### [INSTRUCTIONS TO FOLLOW]
Please return the whole listing, character for character.
Content starts
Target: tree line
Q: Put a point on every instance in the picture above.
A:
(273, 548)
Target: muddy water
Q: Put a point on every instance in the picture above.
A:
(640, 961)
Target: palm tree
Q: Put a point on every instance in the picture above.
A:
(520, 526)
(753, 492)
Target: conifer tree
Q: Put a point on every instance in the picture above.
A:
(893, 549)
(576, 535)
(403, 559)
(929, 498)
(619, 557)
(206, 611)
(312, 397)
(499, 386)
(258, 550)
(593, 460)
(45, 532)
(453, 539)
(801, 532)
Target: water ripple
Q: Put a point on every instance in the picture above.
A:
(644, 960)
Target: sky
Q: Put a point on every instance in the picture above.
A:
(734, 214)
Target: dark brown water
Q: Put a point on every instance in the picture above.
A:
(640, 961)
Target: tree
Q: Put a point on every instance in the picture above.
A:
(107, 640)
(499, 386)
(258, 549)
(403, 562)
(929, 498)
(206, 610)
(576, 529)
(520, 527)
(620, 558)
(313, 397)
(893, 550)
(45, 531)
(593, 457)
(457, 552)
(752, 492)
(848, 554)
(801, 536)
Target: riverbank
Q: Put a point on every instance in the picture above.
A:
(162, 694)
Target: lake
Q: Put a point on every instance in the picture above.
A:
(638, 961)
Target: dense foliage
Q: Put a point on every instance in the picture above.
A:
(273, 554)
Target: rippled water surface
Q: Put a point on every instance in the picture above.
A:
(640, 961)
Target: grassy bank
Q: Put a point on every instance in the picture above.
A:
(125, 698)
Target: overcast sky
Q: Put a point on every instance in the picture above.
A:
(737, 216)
Content ends
### [ANSWER TO THE PROBLEM]
Target: tree line
Q: Put a point on every instance in the picture above.
A:
(273, 548)
Target: muddy water
Q: Put a point on every instance in the picture above.
A:
(640, 961)
Target: palm tree
Q: Put a point on every instance in the picture above.
A:
(520, 526)
(753, 492)
Target: conifer tree
Q: Put a point on every instance in the picture above.
A:
(893, 549)
(576, 535)
(403, 559)
(929, 498)
(619, 557)
(206, 611)
(312, 397)
(499, 386)
(258, 550)
(593, 460)
(45, 532)
(453, 539)
(801, 532)
Target: water ripple
Q: Put a point on every instance in the picture above.
A:
(644, 960)
Target: sky
Q: Put a point on every instance in the picture above.
A:
(734, 214)
Target: dark brown water
Q: Put a point on every instance in the picture above.
A:
(640, 961)
Target: tree
Q: Put a point on every instance in the picture above.
A:
(107, 640)
(499, 386)
(258, 549)
(403, 562)
(929, 498)
(206, 610)
(576, 529)
(520, 527)
(620, 558)
(313, 397)
(893, 550)
(45, 531)
(593, 457)
(457, 552)
(752, 492)
(848, 554)
(801, 536)
Target: riverbank
Q: Put a point on every instance in the picture above.
A:
(162, 694)
Target: lake
Q: Put a point on every instance in the picture above.
A:
(638, 961)
Target: dense foliage
Q: Put a point on every instance in the picture above.
A:
(273, 554)
Target: rippled water surface
Q: Put a point on every instance in the picture above.
A:
(640, 961)
Target: grassy bank
Q: Put a point on every instance in the picture above.
A:
(125, 698)
Target: overcast sky
Q: Put a point on every instance in the picture above.
A:
(737, 216)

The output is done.